In the discussion of Hiroshi Kono violins, what trade-in policy does TheStringHouse.com offer?

Selected extract
►
December 7, 2010 at 09:03 PM ·

My god, you are spending a lot of money on a little fiddle! I thought spending $2000 on the 3/4 was pushing it (which must have been the case--I haven't sold it in over a year--or is it two years...)

 

Are you comfortable with the market for a 1/4 size with that sort of price tag?

December 7, 2010 at 09:12 PM ·

Smiley,

So did you purchase the Kono's fiddle? If you did, I would like to know how you selected the matching bow for that small fiddle.  

December 7, 2010 at 11:45 PM ·

I am working through Steve Kanack at TheStringHouse.com.  They offer 100% trade in policy.  As long as my son keeps playing violin, and I keep trading up, I am basically getting free use of the fiddle.  The trade in policy at the local shop is a joke so that is why I am working with an out of state shop.

Regarding the price, one fiddle was a Mittenwald, made in 1880.  That was the fiddle priced at $2000.  It was not even close to the Kono in tone or projection.  The Kono was on the cheaper end of the price range.

Regarding the bow, The String House sent me two bows to try; both pernumbuco.  I picked the one that worked best for spiccato and sautille.  There was not much difference in sound as far as I could tell. 

 

January 2, 2011 at 03:06 PM ·

There was no answer about if Hiroshi Kono is a luthier himself, or just like kalr Knilling. I found this page via google weaversviolins.com/vendors.htm

According to the page, Hiroshi Kono is just a new line of product like the well known "Rudolph Doetsch", right?

January 3, 2011 at 01:09 AM ·

[deleted double post]

January 3, 2011 at 01:09 AM ·

According to Bill Weaver, the biggest importer of Kono instruments, there is a real person named Hiroshi Kono in Japan and he has two apprentices working for him.  Bill Weaver gets the instruments white, and he does the varnish and setup.

January 3, 2011 at 02:14 AM ·

Thanks Smiley!

My friend is coming to Japan, he is going travel around there so he'd love to buy an instrument from "Hiroshi Kono". Any chance you have any clues to give out?

January 3, 2011 at 08:40 PM ·

Hi Phuong,

I wish I could help, but I do not have contact information for Mr Kono.  They are starting to get pretty popular, and since Bill Weaver is buying them up, you might have better luck finding one here in the US rather than Japan, but I can't say for sure.  Sorry, I wish I could be of more help.

January 5, 2011 at 06:03 PM ·

Wasn't he a classical guitar maker in the eighties?
◄
Dataset
►
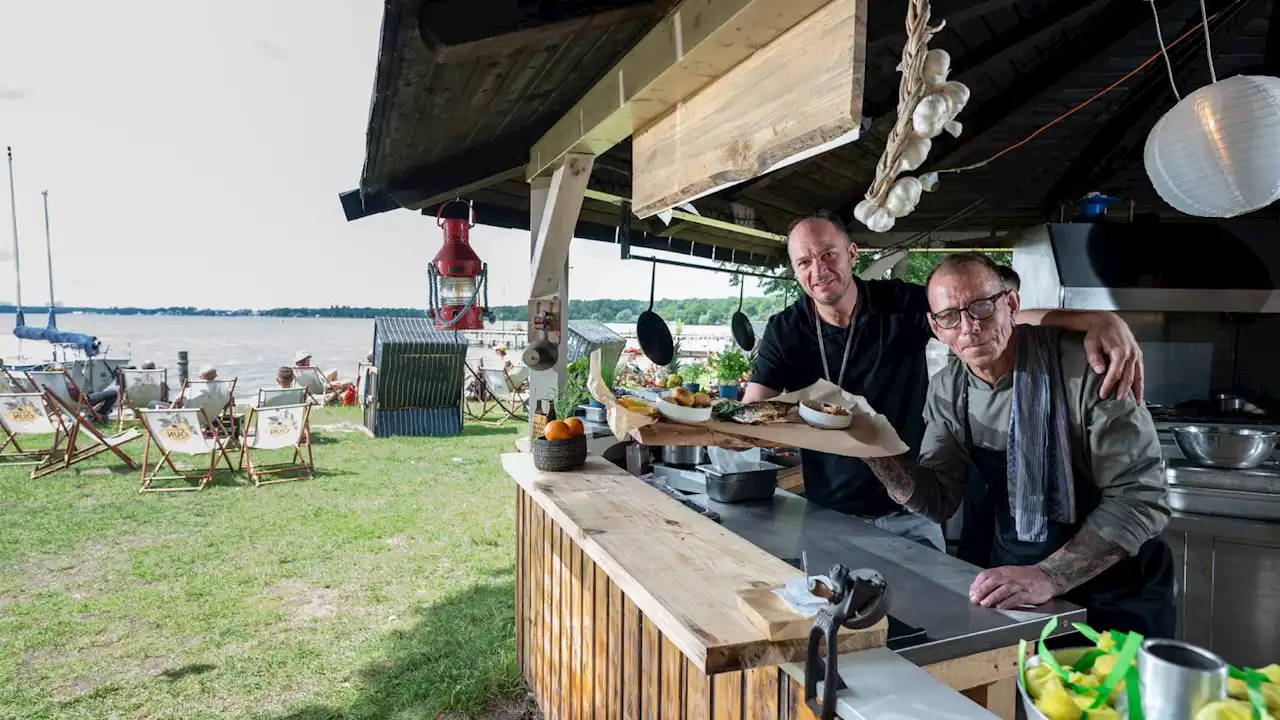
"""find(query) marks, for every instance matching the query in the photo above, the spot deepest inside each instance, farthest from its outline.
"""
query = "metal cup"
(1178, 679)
◄
►
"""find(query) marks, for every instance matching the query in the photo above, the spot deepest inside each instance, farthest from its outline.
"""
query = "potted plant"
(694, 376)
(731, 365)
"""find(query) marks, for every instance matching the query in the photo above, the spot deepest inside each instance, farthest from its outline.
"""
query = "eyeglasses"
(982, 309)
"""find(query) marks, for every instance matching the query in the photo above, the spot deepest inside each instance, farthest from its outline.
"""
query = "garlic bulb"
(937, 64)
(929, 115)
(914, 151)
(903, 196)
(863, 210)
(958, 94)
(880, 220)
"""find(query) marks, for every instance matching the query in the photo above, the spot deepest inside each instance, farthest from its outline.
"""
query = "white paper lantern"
◄
The response
It offers a 100% trade-in policy.